» **GIVEN PROBLEM**: Write out the lines below as a JSON list of strings, one string per line, with blank lines skipped. Leave the pictures out.

» **DATA IN THIS EXERCISE**:
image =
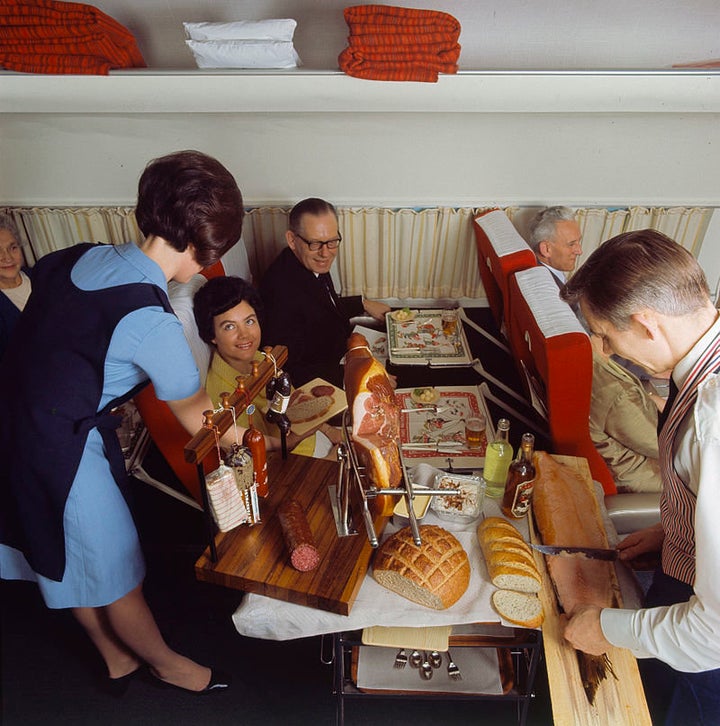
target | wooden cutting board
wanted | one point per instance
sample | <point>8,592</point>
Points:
<point>255,559</point>
<point>617,701</point>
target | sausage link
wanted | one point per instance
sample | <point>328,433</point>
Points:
<point>304,555</point>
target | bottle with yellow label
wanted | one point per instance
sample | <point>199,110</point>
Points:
<point>498,457</point>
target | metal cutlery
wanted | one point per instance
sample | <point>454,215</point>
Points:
<point>426,669</point>
<point>453,670</point>
<point>429,408</point>
<point>415,659</point>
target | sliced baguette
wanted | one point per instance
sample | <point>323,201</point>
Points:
<point>497,549</point>
<point>518,608</point>
<point>509,577</point>
<point>498,522</point>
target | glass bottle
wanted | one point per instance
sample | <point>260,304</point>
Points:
<point>497,460</point>
<point>520,481</point>
<point>255,441</point>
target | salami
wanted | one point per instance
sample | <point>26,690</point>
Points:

» **FINAL ANSWER**:
[
  "image =",
  "target | wooden cutting board",
  "wanted | one point per instance",
  "sample | <point>8,592</point>",
  "Points:",
  "<point>255,559</point>",
  "<point>617,701</point>",
  "target | sausage link",
  "wanted | one point per instance",
  "sample | <point>328,433</point>",
  "Points:",
  "<point>304,555</point>",
  "target | bottle with yellow label",
  "wanted | one point per instance",
  "sample | <point>199,110</point>",
  "Points:",
  "<point>498,457</point>",
  "target | metal cutlery",
  "wanted | one point per instance",
  "sample | <point>454,215</point>",
  "Points:",
  "<point>426,669</point>",
  "<point>453,670</point>",
  "<point>429,408</point>",
  "<point>415,659</point>",
  "target | sliced baguette",
  "wanted | one point per instance",
  "sample | <point>323,201</point>",
  "Points:",
  "<point>497,549</point>",
  "<point>518,608</point>",
  "<point>509,577</point>",
  "<point>498,522</point>",
  "target | glass bottle",
  "wanted | one point per instance",
  "sample | <point>260,304</point>",
  "Points:",
  "<point>497,460</point>",
  "<point>520,481</point>",
  "<point>255,441</point>",
  "target | salami",
  "wanted | one point per instance",
  "sample | <point>26,690</point>",
  "Points:"
]